## Available records:
•••••

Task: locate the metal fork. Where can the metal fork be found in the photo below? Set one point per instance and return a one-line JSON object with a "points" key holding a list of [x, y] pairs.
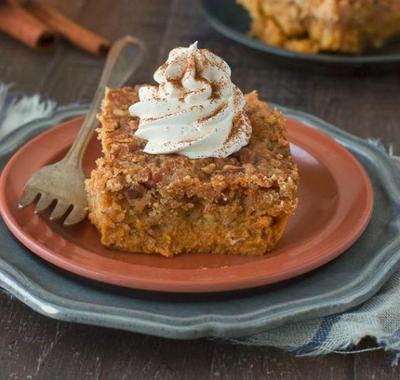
{"points": [[62, 183]]}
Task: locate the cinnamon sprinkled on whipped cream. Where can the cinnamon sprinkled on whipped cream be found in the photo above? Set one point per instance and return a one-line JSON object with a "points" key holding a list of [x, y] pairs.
{"points": [[196, 110]]}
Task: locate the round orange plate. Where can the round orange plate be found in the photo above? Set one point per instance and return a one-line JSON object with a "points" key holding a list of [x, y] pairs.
{"points": [[335, 204]]}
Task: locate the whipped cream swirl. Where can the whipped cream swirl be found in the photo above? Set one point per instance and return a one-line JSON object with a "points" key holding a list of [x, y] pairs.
{"points": [[196, 110]]}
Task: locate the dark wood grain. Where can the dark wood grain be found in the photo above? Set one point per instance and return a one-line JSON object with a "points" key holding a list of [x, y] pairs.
{"points": [[35, 347]]}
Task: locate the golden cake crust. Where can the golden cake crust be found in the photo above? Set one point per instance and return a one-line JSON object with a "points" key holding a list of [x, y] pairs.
{"points": [[310, 26], [169, 204]]}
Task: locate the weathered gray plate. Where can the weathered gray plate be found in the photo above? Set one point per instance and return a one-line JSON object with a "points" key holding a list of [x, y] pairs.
{"points": [[340, 285]]}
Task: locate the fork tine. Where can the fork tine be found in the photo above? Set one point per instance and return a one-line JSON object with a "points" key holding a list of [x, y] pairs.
{"points": [[59, 210], [75, 216], [28, 196], [44, 201]]}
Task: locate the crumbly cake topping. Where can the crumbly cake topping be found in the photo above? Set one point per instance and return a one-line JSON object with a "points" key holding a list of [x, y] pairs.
{"points": [[265, 163]]}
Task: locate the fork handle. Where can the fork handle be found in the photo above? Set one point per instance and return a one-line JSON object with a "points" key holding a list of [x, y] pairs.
{"points": [[122, 60]]}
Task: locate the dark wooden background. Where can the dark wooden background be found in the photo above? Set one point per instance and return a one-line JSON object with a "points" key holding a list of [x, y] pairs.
{"points": [[34, 347]]}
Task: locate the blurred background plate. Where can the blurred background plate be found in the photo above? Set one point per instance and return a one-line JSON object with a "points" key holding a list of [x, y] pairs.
{"points": [[233, 21]]}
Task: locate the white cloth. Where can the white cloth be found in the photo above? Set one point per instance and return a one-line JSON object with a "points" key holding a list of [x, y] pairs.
{"points": [[379, 317]]}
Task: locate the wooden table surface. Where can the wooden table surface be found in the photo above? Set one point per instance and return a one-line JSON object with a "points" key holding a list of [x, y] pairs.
{"points": [[35, 347]]}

•••••

## Required action:
Without any of the pictures, set the entries down again exactly as written.

## Result below:
Task: locate the metal fork. Where can the metal fork be found in the photo below? Set one point per instance and return a one-line JSON object with a "points" key holding a list of [x, y] pairs.
{"points": [[62, 183]]}
Task: locate the cinnamon sprinkled on whipped cream. Where can the cinnamon sprinkled on whipped cream be found in the photo above? Set one point per instance and return a one-line JSON object with a "points" key holding a list of [x, y] pairs.
{"points": [[196, 110]]}
Task: locate the round orange plate. Where can the round orange plate be found in the photo above? Set one point per instance and return a one-line JSON object with a "points" key holding a list of [x, y] pairs.
{"points": [[335, 204]]}
Task: locate the whipped cream swirl. Where can the whipped cream swirl be found in the photo above? Set one point per instance and return a one-line JSON object with a "points" key holding a list of [x, y] pairs.
{"points": [[196, 110]]}
Task: locate the dark wood grain. Where can the dark wood grain be found in the photo above? Set one point per instance and return a one-line JSON object with a "points" key holding a list of [x, y] pairs.
{"points": [[35, 347]]}
Task: locate the golden cake crust. Where can the golden cake crust be found in the photo above? Set one point per instance and return a one-line JSON object with a "points" key holding a list of [x, y] pairs.
{"points": [[310, 26], [169, 204]]}
Task: locate the weathered gray plate. Where can the weathered gray plate be found in the photo above? Set one point per instance and return a one-line JSON object with a "points" key holding a list of [x, y] pairs.
{"points": [[340, 285]]}
Task: locate the fork tine. Where can the fork tine be found in the photo above? Set one point per instance and return a one-line JSON object with a "points" key holding a list of [x, y] pairs.
{"points": [[59, 210], [75, 216], [28, 196], [44, 201]]}
Task: locate the crumbly cake topping. Where can the crumbly cake topping be found in the photo above? Set one point per instance and return a one-line JSON object with a "points" key holding a list of [x, y] pairs.
{"points": [[265, 163]]}
Task: locate the fork handle. Where can the fork handle be found in the photo above? Set one point per instance and return a one-line JSON object with a "points" key holding a list of [x, y] pairs.
{"points": [[122, 60]]}
Task: locate the dark wooden background. Where can the dark wooden background be found in the photo above? Set one point per instance and return a one-line JSON object with a "points" key holding a list of [x, y] pairs.
{"points": [[34, 347]]}
Task: locate the blurred background plate. Where can the blurred background plate be found in the photo above? Set one point per instance and return a one-line JSON object with a "points" key holding a list of [x, y] pairs.
{"points": [[233, 21]]}
Task: locate the white cloth. Where can the white cloth be found in the photo above? Set one point per instance and return a one-line JSON object with a "points" key holding a list of [x, y] pairs.
{"points": [[379, 317]]}
Task: locate the wooden table surface. Where can the wooden table surface be found in the photo above? Set one point per instance and return a one-line JSON object with a "points" key holding a list of [x, y] pairs.
{"points": [[35, 347]]}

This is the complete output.